───── Provided data

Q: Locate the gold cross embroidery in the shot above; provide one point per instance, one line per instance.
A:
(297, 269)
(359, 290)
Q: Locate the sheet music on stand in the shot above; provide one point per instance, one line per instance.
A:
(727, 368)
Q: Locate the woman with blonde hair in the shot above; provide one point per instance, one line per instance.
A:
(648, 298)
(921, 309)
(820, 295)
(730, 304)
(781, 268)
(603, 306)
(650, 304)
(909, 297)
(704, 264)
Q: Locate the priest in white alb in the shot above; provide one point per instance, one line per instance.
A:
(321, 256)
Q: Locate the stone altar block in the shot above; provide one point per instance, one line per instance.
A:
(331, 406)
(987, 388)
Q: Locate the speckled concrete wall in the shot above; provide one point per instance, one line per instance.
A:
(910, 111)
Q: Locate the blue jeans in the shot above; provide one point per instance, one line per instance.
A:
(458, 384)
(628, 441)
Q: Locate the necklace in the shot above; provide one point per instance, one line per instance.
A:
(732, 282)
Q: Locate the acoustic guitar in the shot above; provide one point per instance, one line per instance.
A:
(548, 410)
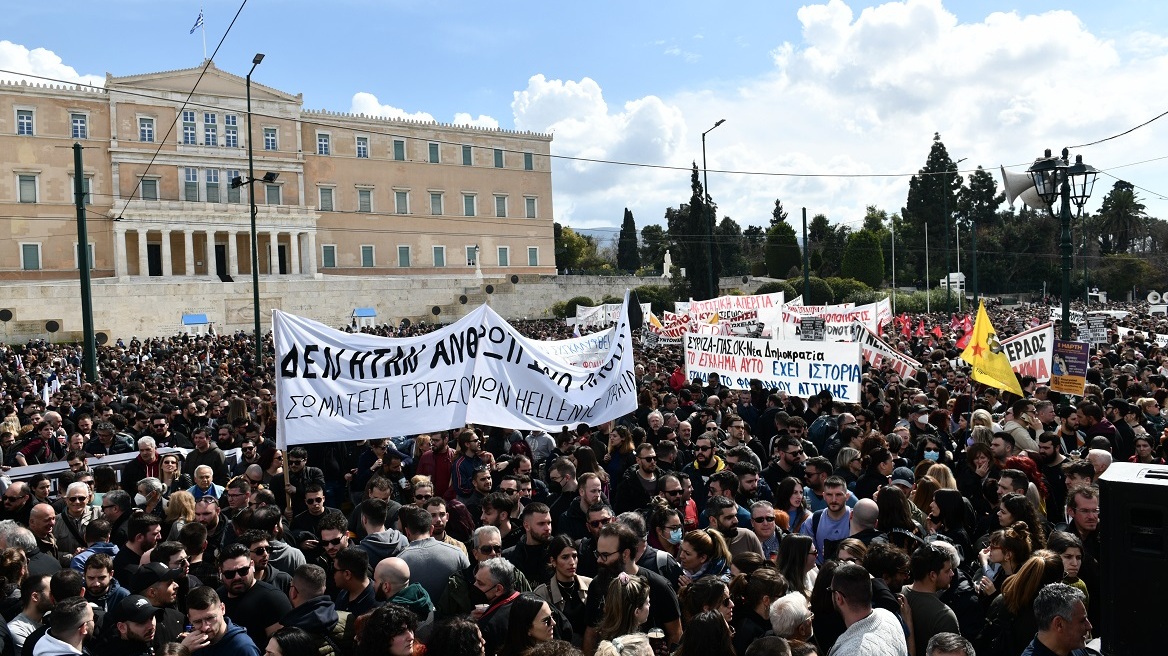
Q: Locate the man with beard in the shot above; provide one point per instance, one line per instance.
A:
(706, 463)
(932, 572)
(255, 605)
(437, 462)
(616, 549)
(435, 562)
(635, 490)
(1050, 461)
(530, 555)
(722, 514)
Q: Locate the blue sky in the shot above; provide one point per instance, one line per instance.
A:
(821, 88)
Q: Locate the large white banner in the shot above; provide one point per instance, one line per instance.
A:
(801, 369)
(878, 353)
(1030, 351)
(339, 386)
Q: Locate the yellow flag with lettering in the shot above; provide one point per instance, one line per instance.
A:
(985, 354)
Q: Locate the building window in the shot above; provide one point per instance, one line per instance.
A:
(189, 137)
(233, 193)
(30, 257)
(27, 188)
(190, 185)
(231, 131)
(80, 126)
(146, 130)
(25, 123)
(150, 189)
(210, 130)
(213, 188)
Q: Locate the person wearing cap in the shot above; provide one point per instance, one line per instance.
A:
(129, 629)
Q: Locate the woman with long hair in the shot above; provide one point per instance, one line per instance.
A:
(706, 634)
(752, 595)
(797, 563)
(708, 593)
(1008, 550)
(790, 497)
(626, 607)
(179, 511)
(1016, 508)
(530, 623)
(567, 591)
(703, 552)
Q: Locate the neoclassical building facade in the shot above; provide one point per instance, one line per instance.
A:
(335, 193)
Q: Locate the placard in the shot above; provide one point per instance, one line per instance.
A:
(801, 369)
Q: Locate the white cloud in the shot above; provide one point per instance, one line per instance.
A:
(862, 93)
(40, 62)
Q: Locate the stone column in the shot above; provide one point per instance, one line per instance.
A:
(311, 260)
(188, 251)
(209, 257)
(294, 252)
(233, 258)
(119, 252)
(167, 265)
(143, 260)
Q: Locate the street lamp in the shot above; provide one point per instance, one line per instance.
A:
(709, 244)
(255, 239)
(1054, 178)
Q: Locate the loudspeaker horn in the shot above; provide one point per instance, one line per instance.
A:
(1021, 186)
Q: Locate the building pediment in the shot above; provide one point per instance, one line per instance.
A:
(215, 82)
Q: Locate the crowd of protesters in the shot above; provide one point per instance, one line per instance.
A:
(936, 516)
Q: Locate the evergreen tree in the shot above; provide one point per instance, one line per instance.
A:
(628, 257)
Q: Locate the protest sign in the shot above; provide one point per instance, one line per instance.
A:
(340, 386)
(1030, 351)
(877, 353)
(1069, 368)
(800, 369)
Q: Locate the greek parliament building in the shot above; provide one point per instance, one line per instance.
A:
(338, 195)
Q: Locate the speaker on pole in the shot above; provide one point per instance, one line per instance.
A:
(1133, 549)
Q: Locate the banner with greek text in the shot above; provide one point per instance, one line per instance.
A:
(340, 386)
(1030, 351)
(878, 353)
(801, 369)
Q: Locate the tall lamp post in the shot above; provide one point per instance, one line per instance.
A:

──────────

What to do:
Lines in the data that hold "blue" must be located and copied.

Expected answer:
Q: Locate the blue jeans in the shot above; provide one point per instance, one line per instance.
Q: Locate the blue sky in the shot above; provide one point per instance, one line per instance.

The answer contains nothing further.